* [Work to do]:
1) In the agreement excerpt on ACMC's representations and warranties, who does ACMC make them to?
2) Pick up the agreement excerpt on ACMC's representations and warranties right after its last sentence and keep writing it.

* [Document text]:
— start —
SECTION 6. Representations and Warranties of ACMC. ACMC represents and warrants to Alliance Holding and Alliance Capital as follows:

(a) Organization; Authorization. ACMC is duly incorporated, validly existing and in good standing under the laws of the state of its incorporation. ACMC has the power and authority to execute and deliver this Agreement, to perform its obligations hereunder and to consummate the transactions contemplated hereby. The execution and delivery of this Agreement and the consummation of the transactions contemplated hereby have been duly authorized by all necessary corporate action by ACMC. This Agreement constitutes the valid and binding obligation of ACMC.

(b) The execution, delivery and performance by ACMC of this Agreement and the consummation of the transactions contemplated hereby do not and will not
(i) contravene or conflict with any provision of its certificate of incorporation and bylaws or (ii) violate any applicable law, rule, regulation, judgment, injunction, order or decree binding upon or applicable to it, except as would not have a material adverse effect on its ability to conduct business as currently conducted.
— end —
* [Information shown]:
— start —
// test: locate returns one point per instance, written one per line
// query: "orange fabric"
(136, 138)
— end —
* [Written answers]:
1) Alliance Holding and Alliance Capital.

2)
SECTION 7. Notices. All notices, requests and other communications to any party hereunder shall be in writing (including facsimile transmission) and shall be given to Alliance Capital Management L.P. or Alliance Capital Management L.P. II, as the case may be, c/o Alliance Capital Management Corporation, 1345 Avenue of the Americas, New York, New York 10105, Attn:
General Counsel, Fax: (212) 969-1334, or to Alliance Capital Management Corporation at the same address, with a copy to Davis Polk & Wardwell, 450 Lexington Avenue, New York, New York 10017, Attn: Phillip R. Mills, Fax: (212) 450-4800. All such notices, requests and other communications shall be deemed received on the date of receipt by the recipient thereof if received prior to 5
p.m. in the place of receipt and such day is a business day in the place of receipt. Otherwise, any such notice, request or communication shall be deemed not to have been received until the next succeeding business day in the place of receipt.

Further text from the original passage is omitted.